* Exercise:
Every line that contains the word "green" should be copied from the records below.

:: Information ::

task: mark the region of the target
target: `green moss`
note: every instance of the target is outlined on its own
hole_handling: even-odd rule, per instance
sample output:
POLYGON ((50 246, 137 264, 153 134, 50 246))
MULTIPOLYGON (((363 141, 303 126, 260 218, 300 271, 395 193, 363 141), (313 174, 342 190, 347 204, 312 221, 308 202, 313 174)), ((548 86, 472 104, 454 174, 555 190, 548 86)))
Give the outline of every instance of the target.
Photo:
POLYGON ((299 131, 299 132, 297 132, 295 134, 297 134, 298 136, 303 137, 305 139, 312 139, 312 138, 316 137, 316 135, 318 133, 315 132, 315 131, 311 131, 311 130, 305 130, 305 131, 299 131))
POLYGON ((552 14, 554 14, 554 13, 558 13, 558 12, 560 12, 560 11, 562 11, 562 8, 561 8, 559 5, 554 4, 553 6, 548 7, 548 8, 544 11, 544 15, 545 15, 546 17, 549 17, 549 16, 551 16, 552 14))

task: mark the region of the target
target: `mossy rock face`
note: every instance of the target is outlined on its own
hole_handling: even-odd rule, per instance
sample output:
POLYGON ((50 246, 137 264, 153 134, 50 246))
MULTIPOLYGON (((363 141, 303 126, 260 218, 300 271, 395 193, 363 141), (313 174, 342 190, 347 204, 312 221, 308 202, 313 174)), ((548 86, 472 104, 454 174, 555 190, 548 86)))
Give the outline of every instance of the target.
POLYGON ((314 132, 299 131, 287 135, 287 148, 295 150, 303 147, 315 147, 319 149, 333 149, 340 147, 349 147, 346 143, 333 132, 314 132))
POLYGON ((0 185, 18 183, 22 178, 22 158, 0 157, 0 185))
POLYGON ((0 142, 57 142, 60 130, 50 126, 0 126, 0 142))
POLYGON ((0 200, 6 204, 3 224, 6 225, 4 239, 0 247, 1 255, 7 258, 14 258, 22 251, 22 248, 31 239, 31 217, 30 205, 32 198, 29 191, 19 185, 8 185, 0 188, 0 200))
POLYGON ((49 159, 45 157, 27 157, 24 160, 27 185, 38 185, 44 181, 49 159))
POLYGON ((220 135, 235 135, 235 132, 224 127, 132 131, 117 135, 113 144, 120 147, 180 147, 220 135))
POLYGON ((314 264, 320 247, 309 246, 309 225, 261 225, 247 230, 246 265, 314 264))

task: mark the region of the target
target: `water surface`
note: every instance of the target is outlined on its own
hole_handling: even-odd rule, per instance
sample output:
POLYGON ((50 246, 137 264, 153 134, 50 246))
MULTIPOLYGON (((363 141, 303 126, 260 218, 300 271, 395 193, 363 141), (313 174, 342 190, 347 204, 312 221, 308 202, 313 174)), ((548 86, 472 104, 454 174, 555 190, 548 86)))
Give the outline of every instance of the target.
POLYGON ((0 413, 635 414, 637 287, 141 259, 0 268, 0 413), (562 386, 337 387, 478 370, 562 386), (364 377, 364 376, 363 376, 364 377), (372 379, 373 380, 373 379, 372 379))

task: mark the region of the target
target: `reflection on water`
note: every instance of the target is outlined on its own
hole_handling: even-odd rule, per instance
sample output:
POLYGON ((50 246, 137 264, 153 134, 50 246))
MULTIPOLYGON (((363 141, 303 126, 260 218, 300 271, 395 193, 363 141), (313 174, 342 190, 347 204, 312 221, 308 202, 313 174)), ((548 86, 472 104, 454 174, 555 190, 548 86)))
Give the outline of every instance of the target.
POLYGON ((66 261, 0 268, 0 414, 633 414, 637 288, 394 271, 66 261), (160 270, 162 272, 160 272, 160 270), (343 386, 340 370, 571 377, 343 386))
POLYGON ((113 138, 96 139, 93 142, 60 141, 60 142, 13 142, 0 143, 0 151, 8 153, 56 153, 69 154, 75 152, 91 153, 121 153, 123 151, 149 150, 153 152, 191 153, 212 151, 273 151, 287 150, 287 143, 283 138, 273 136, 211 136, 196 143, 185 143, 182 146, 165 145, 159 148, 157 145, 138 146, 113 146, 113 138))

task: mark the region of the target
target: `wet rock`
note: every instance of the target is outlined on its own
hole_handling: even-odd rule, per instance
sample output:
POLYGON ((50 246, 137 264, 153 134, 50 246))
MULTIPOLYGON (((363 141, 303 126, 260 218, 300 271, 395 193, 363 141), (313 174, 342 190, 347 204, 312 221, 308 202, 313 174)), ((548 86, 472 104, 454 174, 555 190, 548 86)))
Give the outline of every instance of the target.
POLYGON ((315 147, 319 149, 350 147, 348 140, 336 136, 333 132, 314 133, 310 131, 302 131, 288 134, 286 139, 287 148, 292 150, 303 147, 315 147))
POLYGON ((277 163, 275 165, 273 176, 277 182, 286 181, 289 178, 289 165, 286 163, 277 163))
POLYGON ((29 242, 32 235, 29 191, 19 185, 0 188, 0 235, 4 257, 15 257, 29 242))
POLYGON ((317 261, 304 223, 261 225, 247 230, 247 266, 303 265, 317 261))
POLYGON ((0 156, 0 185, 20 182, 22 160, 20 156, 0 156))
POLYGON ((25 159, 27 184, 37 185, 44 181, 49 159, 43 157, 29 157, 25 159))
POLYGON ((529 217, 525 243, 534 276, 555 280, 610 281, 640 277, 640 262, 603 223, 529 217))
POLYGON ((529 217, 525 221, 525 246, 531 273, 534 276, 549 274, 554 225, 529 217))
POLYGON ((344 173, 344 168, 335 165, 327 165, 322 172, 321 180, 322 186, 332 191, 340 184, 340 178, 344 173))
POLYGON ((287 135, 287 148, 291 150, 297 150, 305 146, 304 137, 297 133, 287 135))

:::
:: Information ::

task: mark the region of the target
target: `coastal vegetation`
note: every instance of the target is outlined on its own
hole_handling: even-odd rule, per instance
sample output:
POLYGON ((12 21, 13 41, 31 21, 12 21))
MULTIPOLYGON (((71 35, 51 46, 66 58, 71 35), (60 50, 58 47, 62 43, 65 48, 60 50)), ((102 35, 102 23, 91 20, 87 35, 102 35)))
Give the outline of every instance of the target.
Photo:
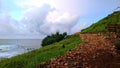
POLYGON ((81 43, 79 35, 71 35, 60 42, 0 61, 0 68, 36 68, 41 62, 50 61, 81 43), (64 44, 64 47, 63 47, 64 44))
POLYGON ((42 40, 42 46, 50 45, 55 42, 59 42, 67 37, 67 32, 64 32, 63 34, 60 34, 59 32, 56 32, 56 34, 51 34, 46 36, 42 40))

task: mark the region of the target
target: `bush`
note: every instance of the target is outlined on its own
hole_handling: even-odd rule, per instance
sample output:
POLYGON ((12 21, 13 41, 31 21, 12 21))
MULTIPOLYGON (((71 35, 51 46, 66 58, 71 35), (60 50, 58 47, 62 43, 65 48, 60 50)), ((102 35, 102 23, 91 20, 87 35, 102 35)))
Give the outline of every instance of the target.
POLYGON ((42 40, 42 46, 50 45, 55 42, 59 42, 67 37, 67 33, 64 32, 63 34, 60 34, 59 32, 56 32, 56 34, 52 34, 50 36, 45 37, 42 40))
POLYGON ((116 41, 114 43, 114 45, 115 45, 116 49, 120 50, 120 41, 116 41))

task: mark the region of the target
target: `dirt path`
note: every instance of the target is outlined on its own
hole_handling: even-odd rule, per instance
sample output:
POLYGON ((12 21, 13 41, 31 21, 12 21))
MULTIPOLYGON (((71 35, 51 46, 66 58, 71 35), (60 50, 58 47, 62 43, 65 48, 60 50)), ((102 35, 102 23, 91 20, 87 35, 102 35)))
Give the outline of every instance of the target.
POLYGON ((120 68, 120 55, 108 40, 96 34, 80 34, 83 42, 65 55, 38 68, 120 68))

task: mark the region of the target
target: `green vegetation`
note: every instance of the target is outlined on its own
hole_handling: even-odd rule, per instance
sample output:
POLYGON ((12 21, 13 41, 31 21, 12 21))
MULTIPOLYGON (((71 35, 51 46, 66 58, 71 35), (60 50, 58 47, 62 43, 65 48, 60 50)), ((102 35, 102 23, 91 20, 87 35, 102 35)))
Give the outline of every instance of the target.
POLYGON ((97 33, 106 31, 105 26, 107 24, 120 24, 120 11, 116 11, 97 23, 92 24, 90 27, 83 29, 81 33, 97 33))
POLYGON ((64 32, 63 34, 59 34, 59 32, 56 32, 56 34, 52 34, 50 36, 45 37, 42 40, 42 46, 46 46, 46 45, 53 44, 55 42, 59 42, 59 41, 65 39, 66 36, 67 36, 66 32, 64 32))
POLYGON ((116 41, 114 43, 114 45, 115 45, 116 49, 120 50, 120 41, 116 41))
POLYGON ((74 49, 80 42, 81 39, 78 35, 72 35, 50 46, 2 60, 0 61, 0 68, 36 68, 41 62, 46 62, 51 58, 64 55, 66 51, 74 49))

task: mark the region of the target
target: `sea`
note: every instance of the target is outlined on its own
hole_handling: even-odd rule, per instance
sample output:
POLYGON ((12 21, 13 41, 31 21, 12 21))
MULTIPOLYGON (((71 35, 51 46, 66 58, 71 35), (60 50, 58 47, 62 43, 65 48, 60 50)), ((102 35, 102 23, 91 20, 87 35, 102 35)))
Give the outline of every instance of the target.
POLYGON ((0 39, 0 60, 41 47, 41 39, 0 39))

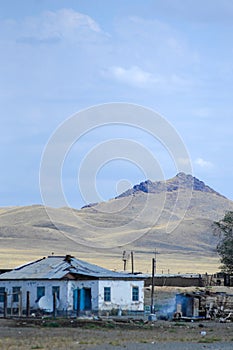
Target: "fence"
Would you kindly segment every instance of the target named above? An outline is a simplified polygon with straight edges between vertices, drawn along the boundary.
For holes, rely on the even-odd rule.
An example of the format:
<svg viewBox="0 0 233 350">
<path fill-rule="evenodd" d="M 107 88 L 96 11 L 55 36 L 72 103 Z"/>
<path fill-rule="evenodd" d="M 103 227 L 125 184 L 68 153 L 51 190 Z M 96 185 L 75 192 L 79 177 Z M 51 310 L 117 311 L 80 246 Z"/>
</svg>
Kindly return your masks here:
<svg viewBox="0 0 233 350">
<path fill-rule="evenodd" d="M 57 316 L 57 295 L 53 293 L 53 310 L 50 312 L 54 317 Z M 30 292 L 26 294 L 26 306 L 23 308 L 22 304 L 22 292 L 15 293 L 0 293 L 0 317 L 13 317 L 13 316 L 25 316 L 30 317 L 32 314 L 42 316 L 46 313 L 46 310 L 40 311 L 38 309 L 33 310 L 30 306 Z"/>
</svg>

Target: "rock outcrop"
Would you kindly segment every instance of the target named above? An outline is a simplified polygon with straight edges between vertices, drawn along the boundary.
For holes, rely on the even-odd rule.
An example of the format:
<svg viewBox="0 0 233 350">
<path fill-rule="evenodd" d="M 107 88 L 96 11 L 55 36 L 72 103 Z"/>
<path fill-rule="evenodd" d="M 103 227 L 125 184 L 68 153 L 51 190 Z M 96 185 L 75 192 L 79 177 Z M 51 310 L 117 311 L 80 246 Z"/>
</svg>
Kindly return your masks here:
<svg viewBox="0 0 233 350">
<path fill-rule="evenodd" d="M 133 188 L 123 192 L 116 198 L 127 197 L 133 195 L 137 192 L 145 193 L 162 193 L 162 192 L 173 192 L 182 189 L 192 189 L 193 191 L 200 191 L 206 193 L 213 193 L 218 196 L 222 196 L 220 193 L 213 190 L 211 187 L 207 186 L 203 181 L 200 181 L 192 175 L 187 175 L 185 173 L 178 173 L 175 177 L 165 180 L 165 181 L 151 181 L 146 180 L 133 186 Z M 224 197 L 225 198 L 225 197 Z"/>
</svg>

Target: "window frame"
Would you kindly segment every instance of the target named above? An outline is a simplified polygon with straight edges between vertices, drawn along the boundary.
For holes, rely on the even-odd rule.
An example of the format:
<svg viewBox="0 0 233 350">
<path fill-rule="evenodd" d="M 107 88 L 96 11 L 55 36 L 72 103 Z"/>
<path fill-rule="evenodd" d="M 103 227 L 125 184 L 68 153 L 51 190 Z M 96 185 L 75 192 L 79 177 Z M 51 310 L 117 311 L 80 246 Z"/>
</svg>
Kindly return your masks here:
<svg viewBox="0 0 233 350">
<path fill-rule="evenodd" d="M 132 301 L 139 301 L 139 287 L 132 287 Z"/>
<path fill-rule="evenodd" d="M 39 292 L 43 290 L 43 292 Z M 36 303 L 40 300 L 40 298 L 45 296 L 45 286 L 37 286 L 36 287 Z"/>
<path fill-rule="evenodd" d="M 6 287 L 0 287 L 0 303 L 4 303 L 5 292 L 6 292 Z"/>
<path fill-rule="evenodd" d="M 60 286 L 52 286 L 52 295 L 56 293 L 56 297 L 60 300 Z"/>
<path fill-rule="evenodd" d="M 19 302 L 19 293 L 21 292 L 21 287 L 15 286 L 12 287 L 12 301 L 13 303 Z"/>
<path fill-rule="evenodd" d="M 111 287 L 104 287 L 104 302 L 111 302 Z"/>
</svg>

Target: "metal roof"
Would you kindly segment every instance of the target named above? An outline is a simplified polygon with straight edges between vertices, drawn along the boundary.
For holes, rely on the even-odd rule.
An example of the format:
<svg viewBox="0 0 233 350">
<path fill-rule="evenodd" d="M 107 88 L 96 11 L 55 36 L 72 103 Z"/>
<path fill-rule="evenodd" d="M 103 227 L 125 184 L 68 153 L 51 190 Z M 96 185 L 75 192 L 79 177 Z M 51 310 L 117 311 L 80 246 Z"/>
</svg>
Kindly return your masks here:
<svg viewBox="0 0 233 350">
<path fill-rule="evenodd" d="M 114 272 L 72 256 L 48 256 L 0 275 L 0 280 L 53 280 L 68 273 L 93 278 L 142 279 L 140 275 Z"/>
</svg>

:::
:: Information ::

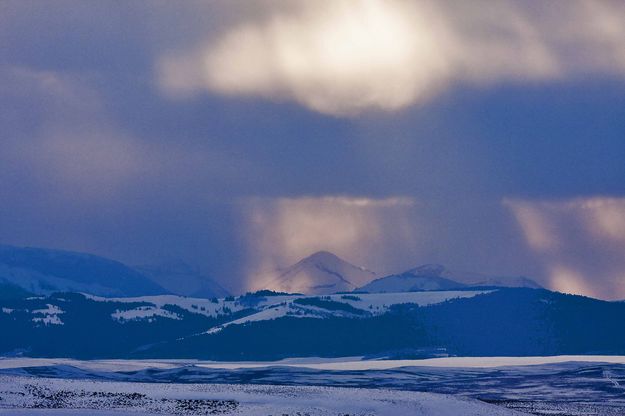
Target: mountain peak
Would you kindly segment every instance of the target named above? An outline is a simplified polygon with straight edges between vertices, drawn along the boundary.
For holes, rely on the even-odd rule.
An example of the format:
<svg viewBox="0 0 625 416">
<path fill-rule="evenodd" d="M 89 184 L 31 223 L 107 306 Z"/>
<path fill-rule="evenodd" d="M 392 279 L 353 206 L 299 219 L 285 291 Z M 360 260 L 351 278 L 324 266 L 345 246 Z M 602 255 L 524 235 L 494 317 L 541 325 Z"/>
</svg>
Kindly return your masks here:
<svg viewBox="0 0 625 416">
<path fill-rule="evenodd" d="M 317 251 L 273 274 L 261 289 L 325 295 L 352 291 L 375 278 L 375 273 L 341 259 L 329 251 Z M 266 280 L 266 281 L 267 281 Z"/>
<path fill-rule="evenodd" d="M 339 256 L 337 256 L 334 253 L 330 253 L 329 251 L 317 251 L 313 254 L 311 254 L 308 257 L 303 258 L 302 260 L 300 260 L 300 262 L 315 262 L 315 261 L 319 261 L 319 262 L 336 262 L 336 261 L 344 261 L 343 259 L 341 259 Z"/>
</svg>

:::

* Result of the task:
target: `green moss`
target: `green vegetation`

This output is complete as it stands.